¡Llegó la hora!
A mí también me desasosiega la situación que vive Puerto Rico. En los últimos cuarenta y tantos años, el país ha experimentado (y sufrido) un monumental deterioro social y económico que en la última década se ha tornado en una crisis de proporciones insospechadas. Si bien el crecimiento económico que se experimentó desde mediados de la década del ’40 hasta temprano en los años ’70s levantó a un número significativo de seres humanos de la miseria que arropaba al país durante la primera mitad del Siglo XX, tal crecimiento nunca se tradujo en desarrollo social o económico sustentable y, como consecuencia, en el camino dejó a muchos en la cruel pobreza, y a otros con una ilusoria sensación de confort y estabilidad. Varias décadas después, la insuficiencia y la fragilidad del modelo económico y político (que nunca quisimos entender y mucho menos aceptar) nos está pasando factura, ¡con creces!
Los datos que demuestran el deterioro económico casi todos los conocemos, sin embargo es conveniente repasar algunos para afincar el contexto en el que formulamos nuestras opiniones o posiciones. Puerto Rico es un país pobre. No obstante que en el 2013 se registró un Producto Interno Bruto de $103.1 millardos y un Producto Nacional Bruto de $70.7 ($28,000 y $19,000 por persona, respectiva y aproximadamente), lo que parece bueno si nos comparamos con países similares en extensión territorial y tamaño poblacional en este hemisferio, bajo los estándares estadounidenses, cerca del 45% de mis compatriotas viven en la indigencia, razón por la cual reciben algún tipo de subsidio o asistencia gubernamental para obtener ciertos bienes y servicios básicos como alimentos, vivienda, salud y educación.

== Material dado ==
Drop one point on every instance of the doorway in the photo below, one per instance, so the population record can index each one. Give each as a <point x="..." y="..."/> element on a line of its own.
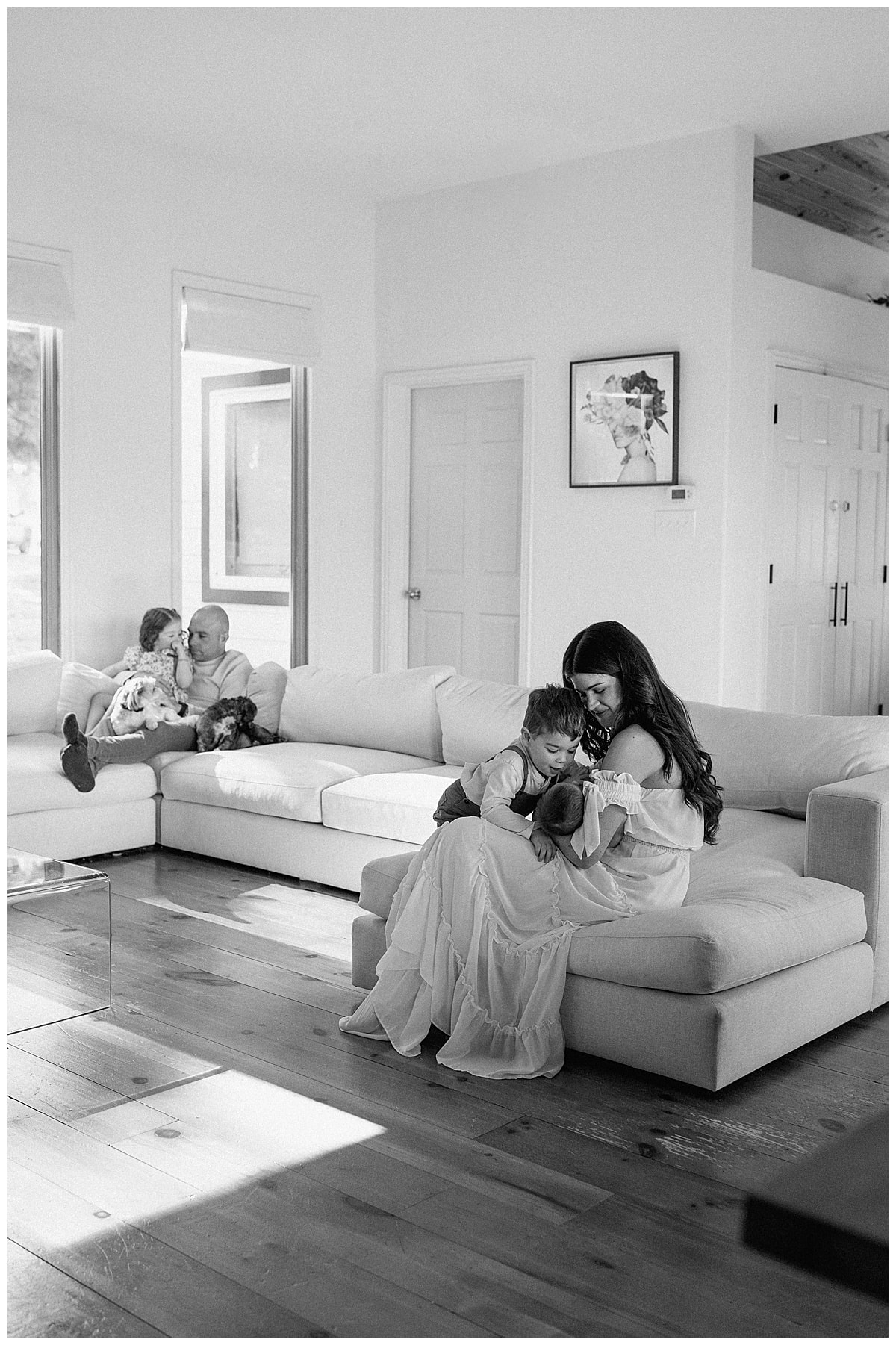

== Lo que se pide ==
Indica si cada una de estas afirmaciones concuerda con el texto sobre Puerto Rico y cita las palabras exactas del texto que lo deciden. 1. En 2013 Puerto Rico registró un Producto Interno Bruto de $103.1 millardos. 2. El crecimiento económico iniciado a mediados de la década del ’40 se tradujo en desarrollo social y económico sustentable. 3. Bajo los estándares estadounidenses, cerca del 45% de la población vive en la indigencia.

== Respuesta correcta ==
1. Sí: «en el 2013 se registró un Producto Interno Bruto de $103.1 millardos».
2. No: «tal crecimiento nunca se tradujo en desarrollo social o económico sustentable».
3. Sí: «bajo los estándares estadounidenses, cerca del 45% de mis compatriotas viven en la indigencia».